● Location identification entries
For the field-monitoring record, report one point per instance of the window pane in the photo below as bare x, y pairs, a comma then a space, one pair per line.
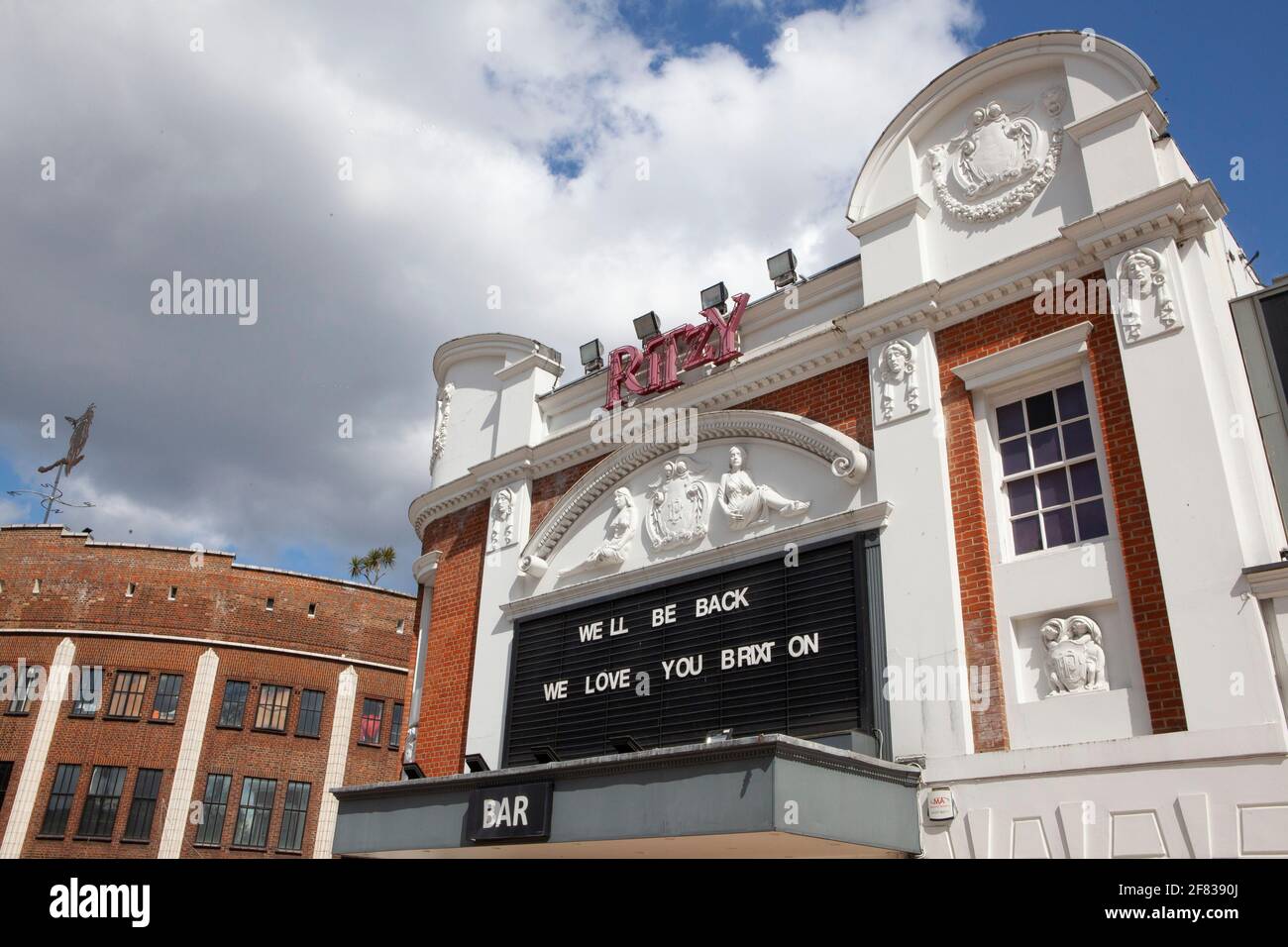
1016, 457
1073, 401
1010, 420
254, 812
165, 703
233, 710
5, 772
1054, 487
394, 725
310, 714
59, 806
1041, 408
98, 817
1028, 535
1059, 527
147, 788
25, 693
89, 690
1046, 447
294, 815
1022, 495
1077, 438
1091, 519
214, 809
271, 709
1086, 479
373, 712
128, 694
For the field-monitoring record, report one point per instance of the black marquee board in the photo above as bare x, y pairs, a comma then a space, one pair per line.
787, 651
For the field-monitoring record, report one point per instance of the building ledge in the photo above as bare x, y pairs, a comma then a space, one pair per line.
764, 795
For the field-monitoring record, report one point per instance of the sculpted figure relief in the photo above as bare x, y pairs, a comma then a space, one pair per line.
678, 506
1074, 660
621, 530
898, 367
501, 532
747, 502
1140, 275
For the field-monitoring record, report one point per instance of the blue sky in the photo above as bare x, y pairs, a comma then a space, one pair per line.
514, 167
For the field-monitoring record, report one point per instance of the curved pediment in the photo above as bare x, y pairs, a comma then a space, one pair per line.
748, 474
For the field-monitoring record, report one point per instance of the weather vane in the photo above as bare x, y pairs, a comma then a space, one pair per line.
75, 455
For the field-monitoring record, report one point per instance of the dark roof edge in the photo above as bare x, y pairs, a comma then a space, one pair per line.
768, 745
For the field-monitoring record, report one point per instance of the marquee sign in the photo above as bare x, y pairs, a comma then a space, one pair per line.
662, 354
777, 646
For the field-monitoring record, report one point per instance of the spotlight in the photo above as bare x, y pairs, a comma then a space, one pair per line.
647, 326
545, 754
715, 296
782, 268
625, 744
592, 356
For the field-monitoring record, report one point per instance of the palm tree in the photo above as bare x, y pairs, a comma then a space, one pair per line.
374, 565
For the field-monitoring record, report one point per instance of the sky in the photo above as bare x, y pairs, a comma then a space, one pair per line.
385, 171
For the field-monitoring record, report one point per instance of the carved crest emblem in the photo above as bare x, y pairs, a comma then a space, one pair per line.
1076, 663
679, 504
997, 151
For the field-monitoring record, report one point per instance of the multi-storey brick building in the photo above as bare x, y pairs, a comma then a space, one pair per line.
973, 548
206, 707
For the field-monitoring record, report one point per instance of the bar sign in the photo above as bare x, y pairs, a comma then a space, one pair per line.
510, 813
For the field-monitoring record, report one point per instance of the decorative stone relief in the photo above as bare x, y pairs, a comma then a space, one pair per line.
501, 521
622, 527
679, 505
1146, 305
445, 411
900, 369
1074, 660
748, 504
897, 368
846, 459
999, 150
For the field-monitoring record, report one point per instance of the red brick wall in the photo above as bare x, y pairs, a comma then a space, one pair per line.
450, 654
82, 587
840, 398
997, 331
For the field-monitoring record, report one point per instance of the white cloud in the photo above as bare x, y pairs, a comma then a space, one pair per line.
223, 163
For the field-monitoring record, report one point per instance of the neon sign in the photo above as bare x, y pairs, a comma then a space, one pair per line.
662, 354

--

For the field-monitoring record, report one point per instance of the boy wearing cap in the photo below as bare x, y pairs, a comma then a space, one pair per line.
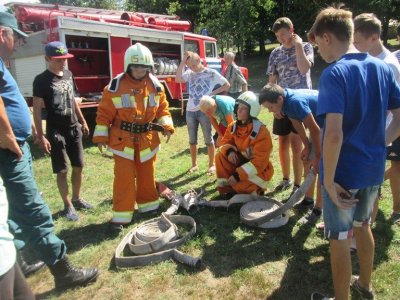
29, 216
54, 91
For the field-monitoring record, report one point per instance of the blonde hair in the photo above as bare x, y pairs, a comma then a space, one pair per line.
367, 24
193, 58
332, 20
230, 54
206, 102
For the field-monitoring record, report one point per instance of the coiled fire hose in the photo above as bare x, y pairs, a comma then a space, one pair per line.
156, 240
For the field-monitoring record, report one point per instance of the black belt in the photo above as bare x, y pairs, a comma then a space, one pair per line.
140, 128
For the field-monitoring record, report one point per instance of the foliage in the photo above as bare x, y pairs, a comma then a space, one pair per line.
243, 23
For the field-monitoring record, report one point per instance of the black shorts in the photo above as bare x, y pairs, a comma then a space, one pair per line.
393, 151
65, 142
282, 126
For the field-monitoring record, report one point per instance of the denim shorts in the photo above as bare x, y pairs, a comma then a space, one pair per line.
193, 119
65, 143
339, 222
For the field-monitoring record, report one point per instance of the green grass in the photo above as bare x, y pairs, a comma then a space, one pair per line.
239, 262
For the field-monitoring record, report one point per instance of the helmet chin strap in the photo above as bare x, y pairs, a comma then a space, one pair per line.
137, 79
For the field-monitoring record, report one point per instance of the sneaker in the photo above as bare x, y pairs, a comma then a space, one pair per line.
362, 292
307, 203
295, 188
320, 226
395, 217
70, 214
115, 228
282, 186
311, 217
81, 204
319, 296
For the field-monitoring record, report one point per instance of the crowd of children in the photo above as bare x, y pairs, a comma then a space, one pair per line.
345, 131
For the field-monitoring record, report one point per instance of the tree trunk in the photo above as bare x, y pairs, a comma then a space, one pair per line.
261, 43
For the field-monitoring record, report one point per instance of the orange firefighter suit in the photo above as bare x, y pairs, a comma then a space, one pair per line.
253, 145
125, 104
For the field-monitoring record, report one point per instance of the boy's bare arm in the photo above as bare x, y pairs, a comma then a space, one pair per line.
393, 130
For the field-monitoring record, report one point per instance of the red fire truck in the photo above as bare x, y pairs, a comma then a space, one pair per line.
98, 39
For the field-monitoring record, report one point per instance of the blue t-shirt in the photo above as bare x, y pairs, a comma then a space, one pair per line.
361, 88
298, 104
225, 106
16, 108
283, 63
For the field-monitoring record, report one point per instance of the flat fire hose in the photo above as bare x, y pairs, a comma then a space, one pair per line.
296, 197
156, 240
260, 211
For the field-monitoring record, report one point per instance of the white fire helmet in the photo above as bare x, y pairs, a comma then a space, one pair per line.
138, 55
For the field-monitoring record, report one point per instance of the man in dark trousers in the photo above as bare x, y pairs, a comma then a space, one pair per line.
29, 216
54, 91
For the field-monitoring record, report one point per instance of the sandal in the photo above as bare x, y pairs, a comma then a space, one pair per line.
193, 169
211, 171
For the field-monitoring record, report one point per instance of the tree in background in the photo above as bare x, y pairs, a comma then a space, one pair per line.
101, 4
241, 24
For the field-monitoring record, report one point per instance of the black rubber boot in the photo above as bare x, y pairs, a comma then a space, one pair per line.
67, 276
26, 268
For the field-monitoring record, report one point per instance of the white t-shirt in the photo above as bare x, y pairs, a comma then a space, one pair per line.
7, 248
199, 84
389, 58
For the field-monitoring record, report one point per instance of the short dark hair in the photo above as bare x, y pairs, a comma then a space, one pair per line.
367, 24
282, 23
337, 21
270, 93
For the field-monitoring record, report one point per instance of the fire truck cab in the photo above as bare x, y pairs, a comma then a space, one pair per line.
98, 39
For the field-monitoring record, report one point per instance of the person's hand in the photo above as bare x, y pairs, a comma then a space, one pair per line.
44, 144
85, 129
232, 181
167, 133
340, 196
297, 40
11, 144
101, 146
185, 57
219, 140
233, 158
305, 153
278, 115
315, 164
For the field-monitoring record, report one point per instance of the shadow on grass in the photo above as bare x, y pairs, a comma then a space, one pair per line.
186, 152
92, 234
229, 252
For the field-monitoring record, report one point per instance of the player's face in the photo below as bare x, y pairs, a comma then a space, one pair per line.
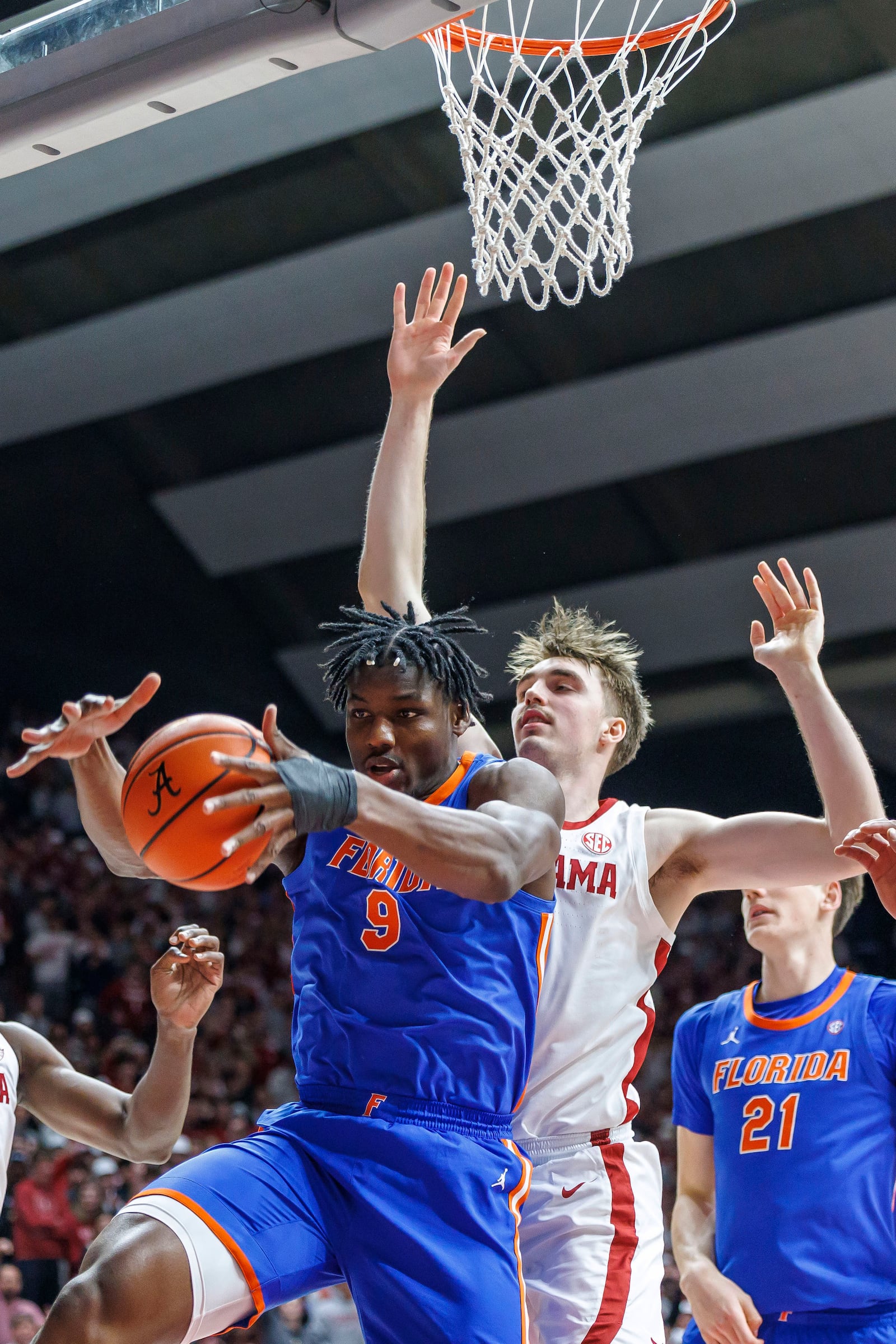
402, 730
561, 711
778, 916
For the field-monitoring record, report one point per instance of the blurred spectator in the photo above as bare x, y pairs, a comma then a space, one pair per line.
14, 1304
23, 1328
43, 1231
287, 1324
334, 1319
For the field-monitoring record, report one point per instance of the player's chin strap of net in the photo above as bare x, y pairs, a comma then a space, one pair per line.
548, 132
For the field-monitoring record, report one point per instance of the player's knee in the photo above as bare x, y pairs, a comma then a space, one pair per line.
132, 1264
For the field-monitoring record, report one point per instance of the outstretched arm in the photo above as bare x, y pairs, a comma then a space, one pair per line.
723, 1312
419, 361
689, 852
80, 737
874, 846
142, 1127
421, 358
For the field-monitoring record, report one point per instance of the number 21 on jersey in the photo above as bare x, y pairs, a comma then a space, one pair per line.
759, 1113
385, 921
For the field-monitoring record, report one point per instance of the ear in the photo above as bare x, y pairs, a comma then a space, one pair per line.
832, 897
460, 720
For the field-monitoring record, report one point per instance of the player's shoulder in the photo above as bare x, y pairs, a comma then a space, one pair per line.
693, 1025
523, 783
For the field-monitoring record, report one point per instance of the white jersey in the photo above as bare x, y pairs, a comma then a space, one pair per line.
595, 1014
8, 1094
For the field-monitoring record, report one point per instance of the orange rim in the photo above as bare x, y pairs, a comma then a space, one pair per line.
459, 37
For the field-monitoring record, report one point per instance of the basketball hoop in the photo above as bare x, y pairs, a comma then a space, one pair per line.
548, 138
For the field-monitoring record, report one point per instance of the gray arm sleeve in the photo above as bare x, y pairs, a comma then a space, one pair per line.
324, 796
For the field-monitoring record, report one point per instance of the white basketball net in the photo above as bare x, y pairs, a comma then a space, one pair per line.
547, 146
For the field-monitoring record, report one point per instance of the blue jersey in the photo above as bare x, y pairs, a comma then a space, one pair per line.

● Written instruction
Copy the lines of the data from the one containing "instance of the ear" through the one containing "the blue jersey", including both, and give nothing else. Scale every answer coordinate by 1.5 and round it to a whole number, rounding halves up, while all other text stays the same.

● Solution
For the field-monitoring record, report one point per instance of the ear in the photo above as bare x, y pairs, a comma then a space, one pair per line.
1248, 1346
690, 1080
For the field-monitoring record, report one point per instance of the player's shoulder in the photo above as bare x, y pairs, a comma then a space, one pair per line.
1040, 1538
785, 1175
For the field-monitoring record, report one point per instance of the white jersey in the photo above as bare x, y pairs, a comma then a space, one pair per line.
893, 1521
12, 1641
For the field-monitoring record, report one point per instance of the orange rim in the photo above as bare x, y pairs, a comma then a space, one pair per line.
689, 56
For the field-monitoring record, report one point per instance of the basketball hoop in the photo above as bare x, y pairs, a comma then a space, one pair per line.
822, 207
For the field-monitoring record, report one point per instance of the gray arm sleeve in the photo above as bare x, y pairs, a comma then a space, one pair per line.
486, 1194
For the field-monitoring record, report one point per instance of the white basketball net in the photo above as bare x, y pairs, a comma then a space, one pair per line.
821, 219
For the field-monitoring record, report one point per instance of the blue jersey in the photo above as bare x, y pairs, a comma then a space, one pair per line.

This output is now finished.